─── THE INPUT ───

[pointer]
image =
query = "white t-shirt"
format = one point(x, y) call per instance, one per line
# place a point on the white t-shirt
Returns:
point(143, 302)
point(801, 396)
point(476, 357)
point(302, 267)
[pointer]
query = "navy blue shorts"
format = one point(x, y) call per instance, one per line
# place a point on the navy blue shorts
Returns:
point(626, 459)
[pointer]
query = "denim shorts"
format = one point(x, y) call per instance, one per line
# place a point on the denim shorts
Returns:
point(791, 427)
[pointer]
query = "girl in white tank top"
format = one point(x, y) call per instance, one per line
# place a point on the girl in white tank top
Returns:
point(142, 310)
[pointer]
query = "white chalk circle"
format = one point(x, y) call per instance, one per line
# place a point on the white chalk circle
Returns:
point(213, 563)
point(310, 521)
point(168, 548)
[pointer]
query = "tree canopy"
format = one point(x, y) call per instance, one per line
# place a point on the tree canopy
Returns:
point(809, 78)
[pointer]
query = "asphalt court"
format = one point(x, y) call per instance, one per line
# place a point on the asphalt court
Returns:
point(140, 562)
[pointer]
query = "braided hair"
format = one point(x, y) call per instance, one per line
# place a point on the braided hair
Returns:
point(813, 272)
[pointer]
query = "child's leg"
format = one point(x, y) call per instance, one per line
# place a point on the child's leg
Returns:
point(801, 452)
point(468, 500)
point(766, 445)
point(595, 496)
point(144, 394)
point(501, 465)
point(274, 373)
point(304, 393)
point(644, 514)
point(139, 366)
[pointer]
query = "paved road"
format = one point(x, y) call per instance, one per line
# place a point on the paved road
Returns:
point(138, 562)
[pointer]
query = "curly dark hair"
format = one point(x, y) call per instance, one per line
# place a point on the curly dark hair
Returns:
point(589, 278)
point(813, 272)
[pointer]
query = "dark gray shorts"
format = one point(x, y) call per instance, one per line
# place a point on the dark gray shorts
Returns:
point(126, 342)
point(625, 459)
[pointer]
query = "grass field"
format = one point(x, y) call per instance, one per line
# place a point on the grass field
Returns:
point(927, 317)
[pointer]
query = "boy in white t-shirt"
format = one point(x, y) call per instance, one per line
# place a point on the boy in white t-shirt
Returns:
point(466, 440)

───

* WHAT THE TASK ASKS *
Nothing should be dropped or changed, so repeat all of the entries exactly.

* REPLY TO THE EXERCISE *
[pointer]
image =
query = "white t-shirt"
format = one point(x, y) call per instance, one per line
# place a point on the white t-shirt
Returns:
point(143, 302)
point(801, 396)
point(476, 357)
point(302, 267)
[pointer]
query = "navy blue shorts"
format = one point(x, y) call per instance, one per line
# place a point on the navy blue shorts
Returns:
point(626, 459)
[pointer]
query = "denim shorts"
format = one point(x, y) call per instance, one per line
# place a point on the denim shorts
Returns:
point(791, 427)
[pointer]
query = "girl in white tank top"
format = one point(x, y) call per instance, one per line
# place a point on the girl in white tank top
Returns:
point(142, 310)
[pointer]
query = "white chalk circle"
format = one point(x, y) call per instance, one per line
# place a point on the white chalk circle
Returns:
point(213, 563)
point(310, 521)
point(168, 548)
[pointer]
query = "tree canopy"
format = one point(x, y) call per instance, one per line
# place a point on the tree canopy
Returns:
point(809, 78)
[pointer]
query = "asphalt court"
format = one point(x, y) call per instance, one per line
# place a point on the asphalt court
Returns:
point(140, 562)
[pointer]
query = "braided hair"
format = one point(x, y) call per instance, one per line
# place a point on the braided hair
Returns:
point(813, 272)
[pointer]
query = "child's leg"
format = one point(x, y) call per instance, one per line
# place a point on the child's leg
Returns:
point(801, 452)
point(468, 500)
point(766, 445)
point(595, 496)
point(144, 394)
point(501, 465)
point(274, 373)
point(304, 393)
point(644, 514)
point(139, 366)
[pointer]
query = "paved road"
format = one point(x, y) call per instance, one per line
# place a point on the paved road
Returns:
point(138, 562)
[pointer]
query = "curly dark hair"
format = one point(x, y) call per instance, one per line
# place a point on the curly dark hair
Returns:
point(589, 278)
point(813, 272)
[pointer]
query = "dark gray shorts"
format = one point(x, y) call per instance, one per line
# place a point on the dark gray shorts
Returns:
point(126, 342)
point(625, 459)
[pointer]
query = "grass field"
format = one point(x, y) call per instance, one per line
# place a point on the grass field
Returns:
point(927, 317)
[pointer]
query = "boy in white t-shirt"
format = one point(x, y) call per instance, one per line
# place a point on the boy in white t-shirt
Returns:
point(466, 440)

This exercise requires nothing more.